■ **Texte**

En effet, vous développez l’idée ( en vous basant sur les sources islamiques ) que lorsqu’il reste encore au moins deux prétendants pour le poste d’imam après plusieurs sélections , il fallait avoir recours au tirage au sort. Néanmoins lorsque l’on étudie la période des 4 califes bien-guidés et plus précisément l’élection du troisième, on remarque un processus de désignation diffèrent pour départager Ali et Uthman (que Dieu les agrée). Ibn Kathir nous rapporte que : « ´Abd ar-rahman ibn ´awf se mit à consulter tous les musulmans, les notables comme les gens ordinaires.. il alla même jusqu’à demander leur avis aux femmes qui ne quittèrent guère leur foyers, aux enfants qui apprenaient le Coran et aux voyageurs qui se rendaient à Médine en simples visiteurs ! ».

Quelques items
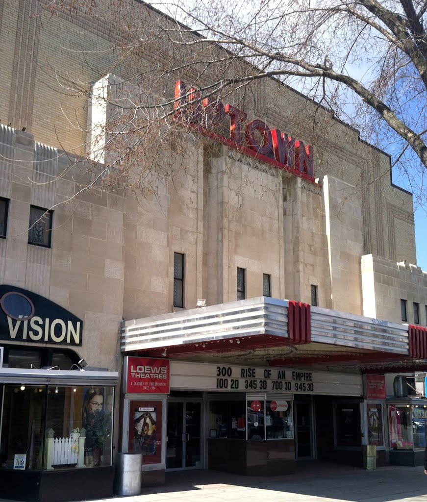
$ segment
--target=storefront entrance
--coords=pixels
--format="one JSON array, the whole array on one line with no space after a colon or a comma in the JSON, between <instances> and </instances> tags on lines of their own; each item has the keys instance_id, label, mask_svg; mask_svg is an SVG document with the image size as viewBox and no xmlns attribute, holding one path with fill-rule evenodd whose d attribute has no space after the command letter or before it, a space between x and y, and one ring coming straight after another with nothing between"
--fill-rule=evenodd
<instances>
[{"instance_id":1,"label":"storefront entrance","mask_svg":"<svg viewBox=\"0 0 427 502\"><path fill-rule=\"evenodd\" d=\"M296 457L299 460L314 458L312 407L311 400L295 402Z\"/></svg>"},{"instance_id":2,"label":"storefront entrance","mask_svg":"<svg viewBox=\"0 0 427 502\"><path fill-rule=\"evenodd\" d=\"M201 410L200 402L168 402L167 469L201 467Z\"/></svg>"}]
</instances>

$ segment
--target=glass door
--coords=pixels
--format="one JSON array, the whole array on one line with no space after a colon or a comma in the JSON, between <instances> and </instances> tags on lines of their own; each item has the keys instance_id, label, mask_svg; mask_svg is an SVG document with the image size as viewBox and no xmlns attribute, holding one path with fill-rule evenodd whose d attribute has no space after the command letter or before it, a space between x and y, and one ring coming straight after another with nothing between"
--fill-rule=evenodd
<instances>
[{"instance_id":1,"label":"glass door","mask_svg":"<svg viewBox=\"0 0 427 502\"><path fill-rule=\"evenodd\" d=\"M311 403L296 403L297 460L313 458Z\"/></svg>"},{"instance_id":2,"label":"glass door","mask_svg":"<svg viewBox=\"0 0 427 502\"><path fill-rule=\"evenodd\" d=\"M200 402L168 403L166 468L199 468L201 466Z\"/></svg>"}]
</instances>

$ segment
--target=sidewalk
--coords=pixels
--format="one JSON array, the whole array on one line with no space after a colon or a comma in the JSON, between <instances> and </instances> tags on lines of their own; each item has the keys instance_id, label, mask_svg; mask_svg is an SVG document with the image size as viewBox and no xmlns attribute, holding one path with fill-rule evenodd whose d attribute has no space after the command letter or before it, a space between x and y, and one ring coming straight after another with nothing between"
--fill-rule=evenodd
<instances>
[{"instance_id":1,"label":"sidewalk","mask_svg":"<svg viewBox=\"0 0 427 502\"><path fill-rule=\"evenodd\" d=\"M167 474L161 487L109 502L427 502L421 467L387 466L373 471L313 462L298 474L254 477L213 471Z\"/></svg>"},{"instance_id":2,"label":"sidewalk","mask_svg":"<svg viewBox=\"0 0 427 502\"><path fill-rule=\"evenodd\" d=\"M299 464L298 469L298 474L271 477L208 470L168 473L164 486L94 502L427 502L427 476L422 467L367 471L310 462Z\"/></svg>"}]
</instances>

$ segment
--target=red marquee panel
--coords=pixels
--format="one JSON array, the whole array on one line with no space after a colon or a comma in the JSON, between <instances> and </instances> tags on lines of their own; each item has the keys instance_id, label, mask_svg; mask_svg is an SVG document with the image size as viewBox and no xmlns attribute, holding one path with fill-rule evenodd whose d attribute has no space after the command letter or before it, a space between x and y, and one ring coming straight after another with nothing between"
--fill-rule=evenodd
<instances>
[{"instance_id":1,"label":"red marquee panel","mask_svg":"<svg viewBox=\"0 0 427 502\"><path fill-rule=\"evenodd\" d=\"M290 300L288 304L289 341L295 344L310 343L312 339L310 306Z\"/></svg>"},{"instance_id":2,"label":"red marquee panel","mask_svg":"<svg viewBox=\"0 0 427 502\"><path fill-rule=\"evenodd\" d=\"M427 328L409 324L409 355L415 359L427 359Z\"/></svg>"}]
</instances>

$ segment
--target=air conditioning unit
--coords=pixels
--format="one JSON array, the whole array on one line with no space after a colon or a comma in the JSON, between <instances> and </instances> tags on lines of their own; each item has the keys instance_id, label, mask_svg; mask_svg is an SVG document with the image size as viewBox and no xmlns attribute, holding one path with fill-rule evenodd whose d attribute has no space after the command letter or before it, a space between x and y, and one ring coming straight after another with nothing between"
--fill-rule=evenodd
<instances>
[{"instance_id":1,"label":"air conditioning unit","mask_svg":"<svg viewBox=\"0 0 427 502\"><path fill-rule=\"evenodd\" d=\"M418 391L415 383L415 376L397 375L393 382L393 391L395 397L406 398L409 396L420 397L424 393Z\"/></svg>"}]
</instances>

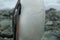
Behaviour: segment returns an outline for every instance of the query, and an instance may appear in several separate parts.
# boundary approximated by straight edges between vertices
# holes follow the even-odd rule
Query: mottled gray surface
[[[40,40],[44,33],[45,20],[43,0],[21,0],[21,4],[21,39]]]

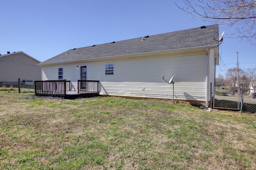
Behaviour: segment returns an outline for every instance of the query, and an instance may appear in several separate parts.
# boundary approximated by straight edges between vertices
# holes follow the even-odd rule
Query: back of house
[[[218,64],[218,37],[214,25],[72,49],[38,65],[43,80],[70,80],[73,91],[78,80],[99,80],[101,95],[208,105]],[[174,74],[174,84],[169,84]]]

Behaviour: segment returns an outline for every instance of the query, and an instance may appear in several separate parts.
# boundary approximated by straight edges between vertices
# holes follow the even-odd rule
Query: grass
[[[0,169],[255,169],[255,115],[0,92]]]

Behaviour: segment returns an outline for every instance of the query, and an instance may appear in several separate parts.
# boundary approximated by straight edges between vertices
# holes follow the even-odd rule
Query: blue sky
[[[175,4],[180,0],[2,0],[0,54],[22,51],[44,61],[70,49],[212,25]],[[256,46],[225,37],[216,76],[237,67],[256,67]],[[196,37],[195,37],[196,38]]]

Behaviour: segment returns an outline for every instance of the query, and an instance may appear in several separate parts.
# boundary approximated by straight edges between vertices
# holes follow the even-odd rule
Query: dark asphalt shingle
[[[40,64],[73,62],[88,59],[137,54],[187,48],[216,45],[218,38],[218,25],[207,26],[142,37],[79,48],[68,51],[49,59]],[[68,51],[68,54],[67,54]]]

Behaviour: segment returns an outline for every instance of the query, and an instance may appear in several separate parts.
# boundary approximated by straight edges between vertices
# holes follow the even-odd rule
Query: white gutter
[[[208,55],[208,48],[206,48],[206,106],[208,106],[208,99],[209,96],[208,96],[208,67],[209,66],[209,61],[208,58],[209,56]]]
[[[183,51],[193,51],[193,50],[195,51],[195,50],[198,50],[200,49],[204,49],[206,48],[207,49],[208,48],[216,48],[216,47],[218,47],[217,45],[207,45],[207,46],[205,46],[196,47],[190,47],[190,48],[185,48],[183,49],[172,49],[172,50],[164,50],[164,51],[156,51],[149,52],[146,52],[146,53],[138,53],[126,54],[126,55],[123,55],[104,57],[98,57],[98,58],[93,58],[92,59],[82,59],[81,60],[61,61],[61,62],[51,63],[45,63],[45,64],[39,63],[37,65],[39,66],[44,66],[44,65],[53,65],[53,64],[59,64],[77,63],[77,62],[82,62],[82,61],[104,60],[104,59],[114,59],[116,58],[120,58],[122,57],[128,57],[139,56],[145,55],[153,55],[154,54],[164,54],[166,53],[183,52]]]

■ **Consignes**
[A] Dans le texte sur la désignation de l'imam, quels deux prétendants fallait-il départager lors de l'élection du troisième calife ?
[B] Rédigez la suite du texte sur la désignation de l'imam, en reprenant après sa dernière phrase.

■ **Corrigé**
[A] Ali et Uthman.

[B]
N’avons-nous pas là justement un recours à l’opinion public sans aucune distinction ( de sexe, de savoir religieux, d’intellect ) ? Car il souhaitait vraisemblablement sonder la population médinoise dans son intégralité afin d’affiner son choix et avant de rendre sa décision. Donc comment expliquer qu’aucun compagnon n’ait pensé à ce choix du tirage au sort alors que l’élite parmi les musulmans se trouvait à Médine durant cette élection ?
Merci par avance pour vos précieux éclaircissements.
Rappel n°1
La principale limite de l'analyse historique est la projection anachronique de problématiques contemporaines, de perceptions actuelles, dans un temps et une société où certaines questions ne se posaient pas encore, et surtout pas de la manière dont nous les concevons actuellement. Il faut avoir cela à l'esprit quand on essaie de comprendre la structure politique de telle ou telle société, afin de ne adopter un point de vue faussé ou faire des conclusions tranchées.
L'observateur doit savoir qu'il a pour lui le recul historique, il possède d’emblée un ensemble d'éléments de comparaison, un œil plus averti. Connaissant les évolutions ultérieures, il peut faire certains bilans de certains choix/actions passées : autant de connaissances que les acteurs du moment ne pouvaient avoir. Ce rappel est fondamental pour ne pas faire peser de trop lourdes interprétations et interrogations sur un contexte qui ne peut pas les supporter.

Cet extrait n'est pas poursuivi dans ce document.